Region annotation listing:
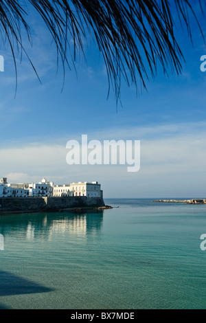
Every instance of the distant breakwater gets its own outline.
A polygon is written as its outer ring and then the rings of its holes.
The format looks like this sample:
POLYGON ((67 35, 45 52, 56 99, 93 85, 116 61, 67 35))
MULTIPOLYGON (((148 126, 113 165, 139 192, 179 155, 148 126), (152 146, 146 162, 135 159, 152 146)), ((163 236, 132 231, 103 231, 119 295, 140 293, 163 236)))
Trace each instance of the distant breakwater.
POLYGON ((58 211, 72 208, 108 208, 102 197, 2 197, 0 214, 5 212, 58 211))
POLYGON ((206 199, 159 199, 152 202, 157 203, 184 203, 185 204, 206 204, 206 199))

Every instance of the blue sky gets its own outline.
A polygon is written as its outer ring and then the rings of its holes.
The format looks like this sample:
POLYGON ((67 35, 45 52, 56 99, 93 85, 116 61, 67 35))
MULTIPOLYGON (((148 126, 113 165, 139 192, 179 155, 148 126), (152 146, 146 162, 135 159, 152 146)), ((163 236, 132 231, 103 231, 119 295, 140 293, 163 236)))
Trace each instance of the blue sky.
MULTIPOLYGON (((108 82, 104 61, 93 42, 87 61, 56 74, 56 57, 45 27, 32 15, 33 47, 25 45, 42 81, 26 57, 18 58, 18 88, 11 53, 1 47, 5 71, 0 73, 0 169, 10 182, 55 183, 98 181, 105 197, 205 197, 206 72, 200 58, 206 47, 193 22, 194 47, 185 31, 178 40, 185 63, 180 76, 170 74, 147 83, 148 91, 122 82, 122 107, 108 82), (141 140, 141 168, 126 166, 69 166, 66 144, 87 134, 89 140, 141 140)), ((204 23, 203 27, 205 25, 204 23)), ((206 26, 205 26, 206 27, 206 26)), ((205 35, 205 28, 204 30, 205 35)))

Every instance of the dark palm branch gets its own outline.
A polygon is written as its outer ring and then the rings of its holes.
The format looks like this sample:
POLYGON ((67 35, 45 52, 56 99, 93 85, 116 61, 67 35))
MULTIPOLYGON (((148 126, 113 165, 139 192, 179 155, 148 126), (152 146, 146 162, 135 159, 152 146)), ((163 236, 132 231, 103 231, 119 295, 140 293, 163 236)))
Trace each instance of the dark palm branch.
MULTIPOLYGON (((169 69, 181 73, 183 56, 175 36, 174 12, 192 39, 190 17, 196 19, 201 31, 192 5, 194 3, 194 0, 2 0, 0 32, 2 40, 9 42, 16 72, 14 46, 25 53, 22 26, 32 41, 27 4, 34 7, 46 24, 64 68, 75 61, 77 52, 84 53, 82 39, 91 35, 103 56, 108 89, 113 87, 118 100, 122 77, 128 85, 133 82, 137 89, 139 80, 146 87, 149 74, 154 76, 159 65, 165 73, 169 69), (175 8, 172 12, 171 4, 175 8), (71 38, 73 52, 69 58, 71 38)), ((197 3, 203 12, 205 0, 198 0, 197 3)))

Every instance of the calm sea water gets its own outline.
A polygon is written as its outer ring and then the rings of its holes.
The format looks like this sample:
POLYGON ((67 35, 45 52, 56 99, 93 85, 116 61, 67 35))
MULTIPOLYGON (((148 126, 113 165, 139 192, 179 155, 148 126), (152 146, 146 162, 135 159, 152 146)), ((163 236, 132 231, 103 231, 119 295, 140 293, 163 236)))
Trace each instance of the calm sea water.
POLYGON ((0 217, 0 309, 206 309, 206 205, 105 202, 0 217))

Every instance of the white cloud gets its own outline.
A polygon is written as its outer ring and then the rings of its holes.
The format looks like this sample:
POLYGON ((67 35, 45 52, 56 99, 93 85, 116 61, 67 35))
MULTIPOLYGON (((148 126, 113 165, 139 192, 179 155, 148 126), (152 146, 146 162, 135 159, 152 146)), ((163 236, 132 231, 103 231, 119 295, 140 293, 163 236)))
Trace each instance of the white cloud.
MULTIPOLYGON (((168 133, 166 126, 137 129, 146 139, 141 141, 141 168, 136 173, 127 172, 127 165, 69 166, 66 143, 70 138, 64 138, 58 144, 0 148, 0 176, 6 175, 10 182, 38 181, 43 177, 56 183, 96 180, 106 197, 203 197, 206 133, 198 131, 201 128, 203 123, 173 124, 168 127, 168 133)), ((121 133, 126 138, 128 129, 112 130, 105 138, 103 133, 93 133, 88 139, 117 140, 121 133)), ((141 139, 136 133, 136 129, 130 129, 127 139, 141 139)), ((76 135, 80 142, 80 137, 76 135)))

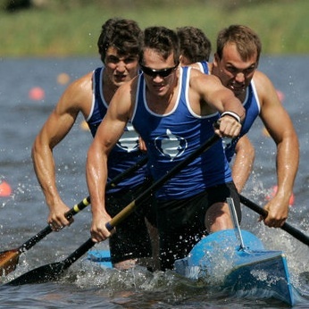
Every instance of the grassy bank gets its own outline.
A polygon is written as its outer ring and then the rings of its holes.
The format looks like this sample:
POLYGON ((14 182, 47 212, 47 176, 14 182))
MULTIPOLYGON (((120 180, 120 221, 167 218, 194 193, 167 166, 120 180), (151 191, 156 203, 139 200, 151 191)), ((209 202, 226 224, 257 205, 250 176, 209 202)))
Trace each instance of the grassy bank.
POLYGON ((241 23, 260 35, 263 54, 309 54, 307 0, 196 0, 189 5, 183 0, 79 0, 75 5, 54 1, 54 5, 0 11, 0 56, 96 56, 101 25, 114 16, 134 19, 142 28, 198 27, 213 46, 221 28, 241 23))

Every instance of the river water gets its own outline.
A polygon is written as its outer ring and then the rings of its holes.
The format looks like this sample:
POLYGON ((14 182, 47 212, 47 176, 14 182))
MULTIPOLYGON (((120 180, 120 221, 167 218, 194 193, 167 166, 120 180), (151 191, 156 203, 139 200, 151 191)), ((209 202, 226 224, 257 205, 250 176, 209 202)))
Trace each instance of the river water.
MULTIPOLYGON (((0 177, 13 192, 0 196, 0 251, 19 247, 46 226, 47 207, 36 180, 30 158, 31 146, 66 84, 100 65, 96 58, 1 59, 0 58, 0 177), (35 100, 29 90, 38 87, 44 97, 35 100)), ((309 217, 309 57, 286 56, 261 59, 260 70, 268 74, 283 94, 299 136, 301 159, 288 223, 308 232, 309 217)), ((37 92, 38 94, 38 92, 37 92)), ((39 93, 38 93, 39 95, 39 93)), ((63 200, 73 205, 88 196, 85 181, 86 153, 90 133, 83 119, 54 150, 57 181, 63 200)), ((243 195, 263 205, 276 184, 273 141, 257 120, 249 137, 255 146, 255 163, 243 195)), ((296 308, 309 307, 309 248, 281 230, 266 228, 258 215, 243 206, 242 228, 257 235, 271 250, 287 255, 293 285, 298 291, 296 308)), ((62 261, 89 238, 89 209, 59 233, 51 233, 21 255, 15 271, 2 283, 38 266, 62 261)), ((108 243, 96 245, 107 248, 108 243)), ((75 262, 60 282, 0 288, 0 308, 282 308, 272 299, 238 298, 201 288, 176 276, 173 271, 150 273, 137 268, 129 271, 103 270, 85 258, 75 262)))

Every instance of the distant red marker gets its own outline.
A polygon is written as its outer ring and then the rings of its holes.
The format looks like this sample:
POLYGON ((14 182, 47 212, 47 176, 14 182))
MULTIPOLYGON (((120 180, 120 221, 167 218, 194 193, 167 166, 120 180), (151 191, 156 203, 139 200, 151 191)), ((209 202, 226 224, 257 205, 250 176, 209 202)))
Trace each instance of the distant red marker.
POLYGON ((34 87, 29 92, 29 97, 34 101, 40 101, 45 98, 45 91, 40 87, 34 87))
POLYGON ((6 181, 2 180, 0 182, 0 197, 10 196, 11 194, 12 194, 11 186, 6 181))

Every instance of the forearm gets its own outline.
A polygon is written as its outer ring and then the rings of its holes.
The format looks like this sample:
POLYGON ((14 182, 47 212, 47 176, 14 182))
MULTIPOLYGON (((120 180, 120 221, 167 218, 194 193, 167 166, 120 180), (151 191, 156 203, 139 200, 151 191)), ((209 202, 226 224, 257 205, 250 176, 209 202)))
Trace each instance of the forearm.
POLYGON ((106 214, 104 206, 107 181, 107 155, 97 151, 93 145, 88 153, 86 179, 94 218, 106 214))
POLYGON ((296 133, 284 138, 277 147, 277 195, 282 196, 288 204, 299 162, 299 145, 296 133))
POLYGON ((55 184, 54 160, 52 149, 42 146, 35 141, 32 147, 32 162, 38 181, 42 188, 46 204, 50 210, 61 200, 55 184))
POLYGON ((232 178, 235 186, 240 193, 248 180, 255 161, 254 147, 238 150, 232 166, 232 178))

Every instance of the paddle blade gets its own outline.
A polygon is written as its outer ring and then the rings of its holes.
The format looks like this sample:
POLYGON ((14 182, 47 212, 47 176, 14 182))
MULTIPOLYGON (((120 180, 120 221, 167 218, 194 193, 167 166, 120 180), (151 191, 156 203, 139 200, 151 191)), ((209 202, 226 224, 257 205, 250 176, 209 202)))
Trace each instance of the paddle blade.
POLYGON ((18 249, 0 253, 0 275, 5 276, 13 271, 18 264, 21 252, 18 249))
POLYGON ((63 273, 65 269, 65 263, 63 262, 43 265, 7 282, 5 286, 21 286, 23 284, 54 281, 59 279, 59 275, 63 273))

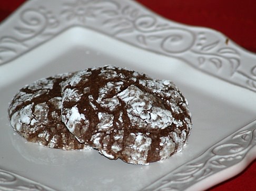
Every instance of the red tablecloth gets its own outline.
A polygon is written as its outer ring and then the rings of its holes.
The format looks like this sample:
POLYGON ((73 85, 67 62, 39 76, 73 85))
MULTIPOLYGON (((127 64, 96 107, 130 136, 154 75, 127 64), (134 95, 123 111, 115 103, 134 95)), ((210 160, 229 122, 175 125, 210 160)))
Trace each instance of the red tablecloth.
MULTIPOLYGON (((2 1, 0 3, 0 22, 25 1, 2 1)), ((247 50, 256 52, 255 0, 137 1, 170 19, 219 30, 247 50)), ((211 191, 255 190, 256 160, 239 175, 209 189, 211 191)))

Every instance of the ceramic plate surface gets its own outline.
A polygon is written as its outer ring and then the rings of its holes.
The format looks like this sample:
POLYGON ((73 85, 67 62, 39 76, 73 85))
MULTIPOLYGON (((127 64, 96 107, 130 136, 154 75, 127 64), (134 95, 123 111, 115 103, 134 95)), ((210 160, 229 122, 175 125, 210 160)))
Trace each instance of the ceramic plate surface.
POLYGON ((0 25, 0 189, 203 190, 256 158, 256 56, 222 34, 131 1, 28 1, 0 25), (193 129, 182 152, 148 166, 95 150, 28 143, 7 116, 25 84, 107 64, 173 81, 193 129))

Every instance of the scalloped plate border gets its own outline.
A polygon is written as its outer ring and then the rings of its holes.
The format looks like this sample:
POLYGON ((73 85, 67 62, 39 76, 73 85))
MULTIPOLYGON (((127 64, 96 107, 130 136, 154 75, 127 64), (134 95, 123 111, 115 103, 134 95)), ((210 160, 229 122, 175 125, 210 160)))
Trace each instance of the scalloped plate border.
MULTIPOLYGON (((203 72, 256 92, 255 55, 216 31, 166 20, 132 1, 28 1, 0 25, 0 67, 77 26, 181 59, 203 72)), ((237 165, 255 146, 255 129, 256 121, 143 190, 184 190, 237 165)), ((0 169, 0 188, 7 189, 7 185, 12 188, 8 189, 53 190, 0 169)))

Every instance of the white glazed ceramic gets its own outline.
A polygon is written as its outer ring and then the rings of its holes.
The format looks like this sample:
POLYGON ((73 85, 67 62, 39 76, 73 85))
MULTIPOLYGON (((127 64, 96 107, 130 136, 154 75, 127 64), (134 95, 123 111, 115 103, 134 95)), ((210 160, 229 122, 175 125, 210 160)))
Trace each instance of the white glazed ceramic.
POLYGON ((0 190, 200 190, 256 158, 256 56, 218 31, 132 1, 28 1, 0 25, 0 190), (7 110, 24 85, 106 64, 179 87, 193 123, 182 152, 134 165, 40 146, 13 131, 7 110))

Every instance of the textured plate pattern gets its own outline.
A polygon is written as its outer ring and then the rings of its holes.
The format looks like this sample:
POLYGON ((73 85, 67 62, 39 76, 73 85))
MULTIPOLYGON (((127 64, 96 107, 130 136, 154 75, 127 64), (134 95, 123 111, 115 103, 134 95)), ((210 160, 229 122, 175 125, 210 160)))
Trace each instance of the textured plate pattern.
POLYGON ((255 145, 254 121, 143 190, 184 190, 191 185, 241 162, 255 145))
POLYGON ((0 190, 54 191, 40 183, 3 169, 0 169, 0 190))
POLYGON ((67 28, 80 26, 142 48, 185 59, 199 70, 256 91, 254 55, 218 32, 167 20, 133 1, 31 1, 15 16, 17 22, 2 25, 2 29, 9 30, 0 29, 0 64, 67 28))

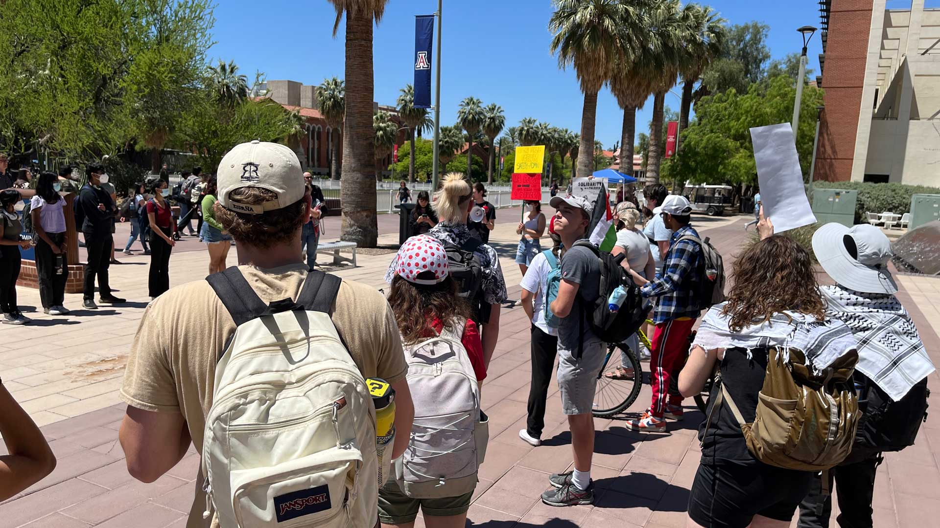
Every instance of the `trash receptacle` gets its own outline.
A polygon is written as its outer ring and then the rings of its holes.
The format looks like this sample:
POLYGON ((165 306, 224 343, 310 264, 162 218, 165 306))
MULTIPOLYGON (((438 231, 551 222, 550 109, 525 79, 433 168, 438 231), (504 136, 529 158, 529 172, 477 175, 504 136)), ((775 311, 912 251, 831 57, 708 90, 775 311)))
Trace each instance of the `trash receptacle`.
POLYGON ((405 243, 412 236, 411 231, 411 211, 415 210, 415 204, 403 203, 395 206, 399 210, 400 222, 399 223, 399 245, 405 243))

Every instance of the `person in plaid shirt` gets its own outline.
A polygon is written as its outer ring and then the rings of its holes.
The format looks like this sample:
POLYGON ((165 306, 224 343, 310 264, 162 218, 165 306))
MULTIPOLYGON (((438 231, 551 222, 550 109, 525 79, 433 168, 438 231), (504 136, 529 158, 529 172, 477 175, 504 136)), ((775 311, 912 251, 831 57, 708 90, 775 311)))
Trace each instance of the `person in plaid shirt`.
POLYGON ((642 416, 626 424, 628 428, 643 432, 666 432, 666 418, 682 419, 682 396, 670 395, 669 383, 679 376, 688 353, 692 327, 701 313, 697 293, 703 264, 701 246, 692 241, 677 241, 683 235, 698 236, 689 225, 692 206, 684 196, 670 195, 661 210, 663 222, 672 230, 663 272, 653 281, 631 272, 634 281, 642 287, 643 297, 656 299, 650 357, 652 404, 642 416))

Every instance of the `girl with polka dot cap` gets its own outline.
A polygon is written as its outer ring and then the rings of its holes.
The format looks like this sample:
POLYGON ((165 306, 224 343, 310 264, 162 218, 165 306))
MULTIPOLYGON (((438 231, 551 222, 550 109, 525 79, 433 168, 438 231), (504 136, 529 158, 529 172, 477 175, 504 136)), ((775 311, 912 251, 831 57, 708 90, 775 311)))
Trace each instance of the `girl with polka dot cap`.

Your instructions: Update the lines from the one containing "Every instance of the blue" through the one containing "Trace each instance of the blue sky.", replacing "blue sky" with "open sky" and keeping everything else the same. Reproduce only those lines.

Response to the exercise:
Every instance of the open sky gets its own outline.
A polygon is written as its outer ring and then the rings of its holes.
The format looks like this sample:
POLYGON ((67 35, 45 52, 56 99, 93 85, 116 61, 67 35))
MULTIPOLYGON (((148 126, 113 165, 139 192, 179 155, 148 126), (152 146, 146 162, 135 159, 152 146)), ((163 236, 132 231, 103 231, 119 295, 140 293, 163 236)))
Trace each instance of the open sky.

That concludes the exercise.